## WRITTEN TASK
Retype, word for word, everything from the first item down through the line that contains "[[318, 125]]", including both ends.

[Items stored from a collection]
· · · ·
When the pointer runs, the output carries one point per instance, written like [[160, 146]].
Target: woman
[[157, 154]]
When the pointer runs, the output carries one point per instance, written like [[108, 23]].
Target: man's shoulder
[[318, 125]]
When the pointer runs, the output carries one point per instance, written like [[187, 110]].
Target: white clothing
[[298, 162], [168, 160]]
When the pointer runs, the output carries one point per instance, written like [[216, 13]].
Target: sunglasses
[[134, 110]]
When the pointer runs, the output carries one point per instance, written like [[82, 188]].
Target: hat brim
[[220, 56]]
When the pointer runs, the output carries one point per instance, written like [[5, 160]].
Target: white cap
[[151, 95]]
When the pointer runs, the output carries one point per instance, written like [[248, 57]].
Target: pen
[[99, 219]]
· · · ·
## TASK OUTPUT
When the pointer runs, the output carries one point per instance, written like [[160, 146]].
Target: woman
[[157, 154]]
When the pointer runs, the output carries one point per instance, written like [[108, 23]].
Target: man's shoulder
[[318, 125]]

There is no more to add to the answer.